* [Direction 1]:
Answer these questions from the court opinion on suing state officials.
(a) From what office did Franzen resign while the suit was in progress?
(b) Which two procedural rules does the opinion cite about substituting successors in office as defendants?
(c) In what capacity does the court hold that all the defendants were sued?
* [Direction 2]:
Which legal authorities, rules and cases alike, does the court opinion on suing state officials cite? List every one.
* [Direction 3]:
How might the court opinion on suing state officials go on? Write the next few sentences, picking up after its last citation.

* [Text passage]:
=-=-=

The defendants do not argue that the form of the complaint misled them. Bear in mind that Franzen resigned as Director of the Illinois Department of Corrections while the suit was in progress, while Wolff and Hert had already resigned from the offices named in the complaint. If the state attorney general's office, which represents state officials whether sued in their official or individual capacities, had thought this a suit against Franzen or Wolff or Hert in their official capacities, we do not understand why it did not move in either the district court or this court to substitute their successors in office as defendants in their place. See Fed.R.Civ.P. 25(d)(1); Fed.R.App.P. 43(c). We hold that substance trumps form and that all the defendants were sued in their individual capacities. That this issue may not recur we urge counsel for civil rights plaintiffs when they are suing a state officer in his individual capacity to say so plainly; and if in both his individual and official capacities to make that unmistakably clear, too. Kolar v. County of Sangamon, supra, 756 F.2d at 568-69.

=-=-=

* [Data entries]:
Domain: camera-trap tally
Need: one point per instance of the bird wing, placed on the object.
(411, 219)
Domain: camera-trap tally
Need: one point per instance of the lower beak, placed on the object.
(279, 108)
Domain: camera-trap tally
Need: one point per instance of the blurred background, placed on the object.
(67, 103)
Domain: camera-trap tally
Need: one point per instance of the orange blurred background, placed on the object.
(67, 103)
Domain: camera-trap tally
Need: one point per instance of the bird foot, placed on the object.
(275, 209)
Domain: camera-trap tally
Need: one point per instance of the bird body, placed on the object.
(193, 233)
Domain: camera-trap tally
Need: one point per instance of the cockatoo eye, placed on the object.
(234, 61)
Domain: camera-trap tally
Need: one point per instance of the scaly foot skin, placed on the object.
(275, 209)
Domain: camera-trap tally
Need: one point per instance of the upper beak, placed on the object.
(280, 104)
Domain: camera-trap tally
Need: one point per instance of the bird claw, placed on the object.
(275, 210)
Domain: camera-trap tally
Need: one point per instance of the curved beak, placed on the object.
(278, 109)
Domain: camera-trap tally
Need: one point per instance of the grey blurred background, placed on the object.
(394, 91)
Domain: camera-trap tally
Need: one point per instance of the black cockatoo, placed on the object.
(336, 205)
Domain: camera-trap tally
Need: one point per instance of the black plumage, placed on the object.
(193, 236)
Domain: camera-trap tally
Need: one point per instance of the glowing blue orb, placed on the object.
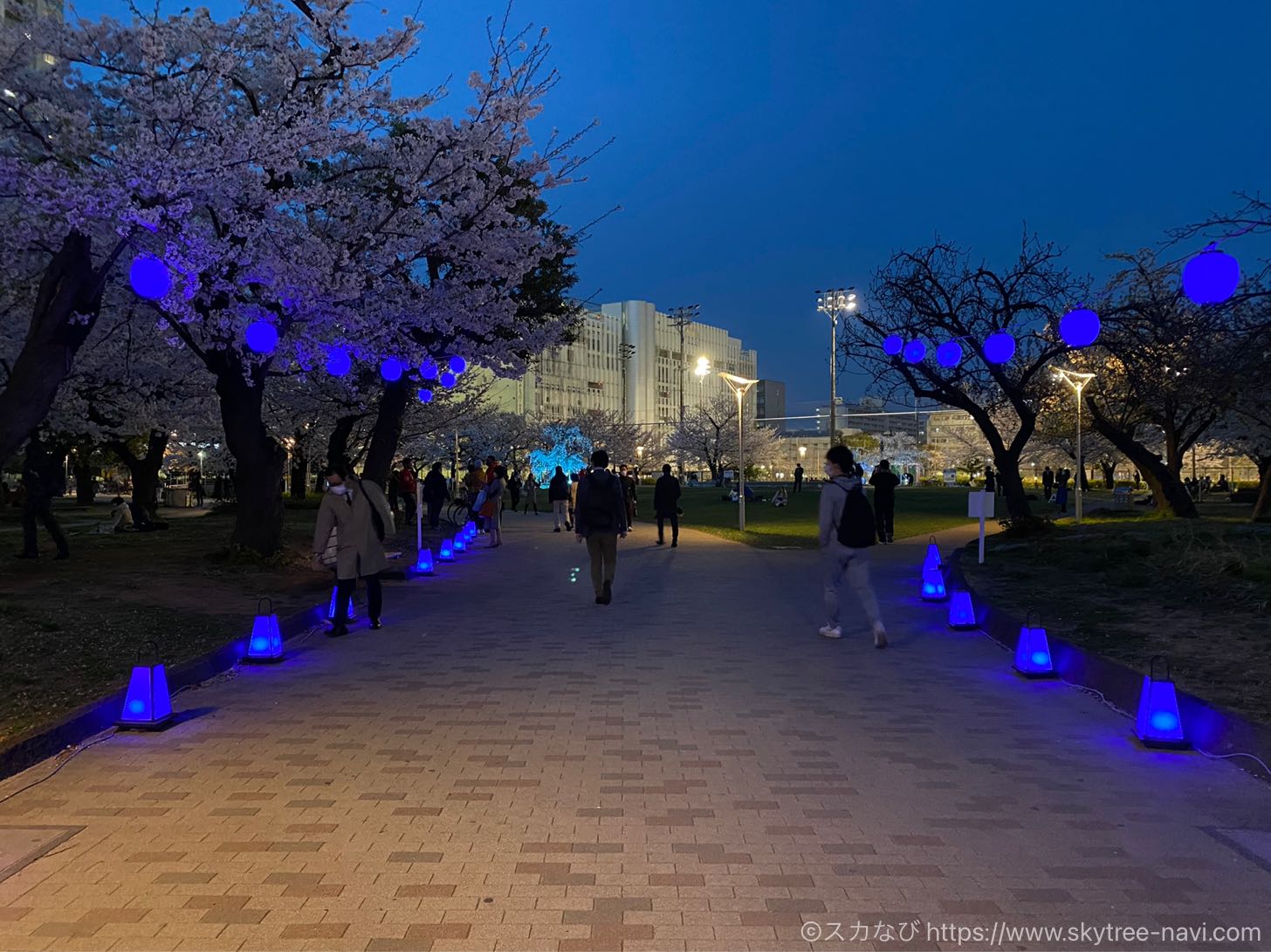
(1079, 328)
(262, 336)
(149, 277)
(948, 353)
(1212, 276)
(1000, 347)
(916, 351)
(339, 361)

=-=-=

* [Right answer 1]:
(a) Director of the Illinois Department of Corrections
(b) Fed.R.Civ.P. 25(d)(1) and Fed.R.App.P. 43(c)
(c) Their individual capacities

* [Right answer 2]:
- Fed.R.Civ.P. 25(d)(1)
- Fed.R.App.P. 43(c)
- Kolar v. County of Sangamon, 756 F.2d at 568-69

* [Right answer 3]:
But being sued in their individual capacities the defendants could be held liable only for their individual wrongdoing. Section 1983 does not recognize a doctrine of superiors' liability. McKinnon v. City of Berwyn, 750 F.2d 1383, 1390 (7th Cir.1984). Such a doctrine would be analogous to respondeat superior, which makes the employer, as distinct from a superior employee, liable for an employee's tort--and which is also unavailable in suits under section 1983. Monell v. New York City Dept. of Social Services, 436 U.S. 658, 691-94, 98 S.Ct. 2018, 2036-37, 56 L.Ed.2d 611 (1978). So Franzen could not be held liable for the torts of his subordinates in the Department of Corrections. As there is no evidence of Franzen's individual wrongdoing--no evidence for example that he rewrote the guards' manual to eliminate some safety precaution in the event of fire--it may seem that the suit must really be against the office, and hence the state, not against the man. But the plaintiff is the master of his complaint. If he proceeds on a theory that he cannot substantiate factually, he is barred because of his failure of proof, not because another theory which he did not pursue is barred by an immunity. The plaintiffs charged Franzen with personal wrongdoing. Having utterly failed to prove that, they cannot get a judgment against him, but this conclusion has nothing to do with the Eleventh Amendment and does not resolve the liability of the other defendants.

An Illinois statute entitles state...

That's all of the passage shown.